**ARBEITSAUFTRAG:**
Beantworten Sie bitte anhand des Ausgangstexts diese Fragen:
1. Gegen welchen Gegner stellte Tuchel Thomas Müller in die Startelf?
2. Seit wann wartet Mathys Tel auf einen Torerfolg?
3. Wie viele der letzten sieben Bayern-Treffer erzielten Defensivspieler?
===== AUSGANGSTEXT
Tuchel reagierte auf Comans Verletzung zunächst, indem er gegen Borussia Mönchengladbach Thomas Müller in die Startelf beorderte. Der Routinier dankte es mit einem guten Auftritt, an zwei Treffern war er beteiligt. Gegen Leverkusen musste Müller aber dennoch weichen - und zwar für einen zusätzlichen Verteidiger. Tuchel wählte im Spitzenspiel eine auf Sicherheit bedachte 3-4-3 Formation, sowohl taktisch als auch personell lag er daneben.

Impulse von der Bank bleiben aktuell weitestgehend aus: Eric Maxim Choupo-Moting wartet seit November auf einen Torerfolg, der zu Saisonbeginn noch so treffsichere Mathys Tel sogar seit Anfang Oktober. Serge Gnabry arbeitet nach seiner Muskelsehnenverletzung am Comeback, Winter-Neuzugang Bryan Zaragoza kam auch krankheitsbedingt noch nicht zum Einsatz. Gegen Lazio könnte Müller in die Startelf zurückkehren.

Dass die Münchner aktuell überhaupt Tore schießen, liegt abgesehen vom deutlich ungefährlicheren Kane an Defensivspielern. Fünf der letzten sieben Bayern-Treffer erzielten Aleksandar Pavlovic (zwei), Alphonso Davies, Raphael Guerreiro und Matthijs de Ligt. Böse Zungen könnten behaupten: Womöglich stellte Tuchel gegen Leverkusen ja deshalb so viele Defensivspieler auf, weil von ihnen aktuell mehr Gefahr ausgeht als von den Angreifern.
==========
===== ERFASSTE DATEN
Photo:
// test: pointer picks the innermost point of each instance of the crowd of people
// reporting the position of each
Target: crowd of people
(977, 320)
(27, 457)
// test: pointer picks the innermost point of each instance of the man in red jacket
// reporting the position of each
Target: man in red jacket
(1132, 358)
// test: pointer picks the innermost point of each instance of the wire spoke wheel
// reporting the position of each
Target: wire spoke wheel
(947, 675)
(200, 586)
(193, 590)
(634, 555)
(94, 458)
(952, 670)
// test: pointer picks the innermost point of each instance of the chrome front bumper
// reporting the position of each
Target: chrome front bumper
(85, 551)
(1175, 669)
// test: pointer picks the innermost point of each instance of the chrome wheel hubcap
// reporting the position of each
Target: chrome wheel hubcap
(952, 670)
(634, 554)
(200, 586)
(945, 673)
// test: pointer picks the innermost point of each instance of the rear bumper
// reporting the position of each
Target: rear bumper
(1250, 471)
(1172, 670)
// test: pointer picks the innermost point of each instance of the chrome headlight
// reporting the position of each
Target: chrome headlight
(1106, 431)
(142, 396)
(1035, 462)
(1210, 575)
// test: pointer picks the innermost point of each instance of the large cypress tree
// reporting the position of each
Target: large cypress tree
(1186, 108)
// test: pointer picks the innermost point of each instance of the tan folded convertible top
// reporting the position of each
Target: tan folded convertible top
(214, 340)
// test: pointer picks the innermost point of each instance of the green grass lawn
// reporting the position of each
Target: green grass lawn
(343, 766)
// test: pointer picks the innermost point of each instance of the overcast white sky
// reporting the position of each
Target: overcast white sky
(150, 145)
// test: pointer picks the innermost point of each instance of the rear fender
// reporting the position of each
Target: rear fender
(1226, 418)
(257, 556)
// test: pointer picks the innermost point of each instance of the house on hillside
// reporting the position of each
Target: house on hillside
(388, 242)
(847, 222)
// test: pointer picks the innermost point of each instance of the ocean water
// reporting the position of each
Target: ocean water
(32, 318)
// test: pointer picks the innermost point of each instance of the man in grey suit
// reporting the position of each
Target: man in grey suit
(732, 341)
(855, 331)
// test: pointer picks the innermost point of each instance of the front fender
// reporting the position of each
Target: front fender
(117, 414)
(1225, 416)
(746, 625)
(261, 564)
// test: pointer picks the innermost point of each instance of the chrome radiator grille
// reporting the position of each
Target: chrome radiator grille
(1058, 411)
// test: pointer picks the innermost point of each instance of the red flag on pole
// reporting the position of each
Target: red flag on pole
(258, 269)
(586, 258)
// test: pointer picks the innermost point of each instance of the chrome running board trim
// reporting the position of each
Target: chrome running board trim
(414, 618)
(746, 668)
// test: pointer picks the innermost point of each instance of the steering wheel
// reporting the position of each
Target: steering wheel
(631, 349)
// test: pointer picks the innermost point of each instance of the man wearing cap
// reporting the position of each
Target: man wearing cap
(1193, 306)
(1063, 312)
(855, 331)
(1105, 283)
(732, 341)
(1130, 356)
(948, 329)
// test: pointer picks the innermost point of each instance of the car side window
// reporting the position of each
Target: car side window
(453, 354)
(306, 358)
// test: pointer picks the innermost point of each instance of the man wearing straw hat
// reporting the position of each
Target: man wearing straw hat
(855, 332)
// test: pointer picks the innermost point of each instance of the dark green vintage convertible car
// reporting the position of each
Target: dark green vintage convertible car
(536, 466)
==========
**IHRE LÖSUNG:**
1. Gegen Borussia Mönchengladbach.
2. Seit Anfang Oktober.
3. Fünf.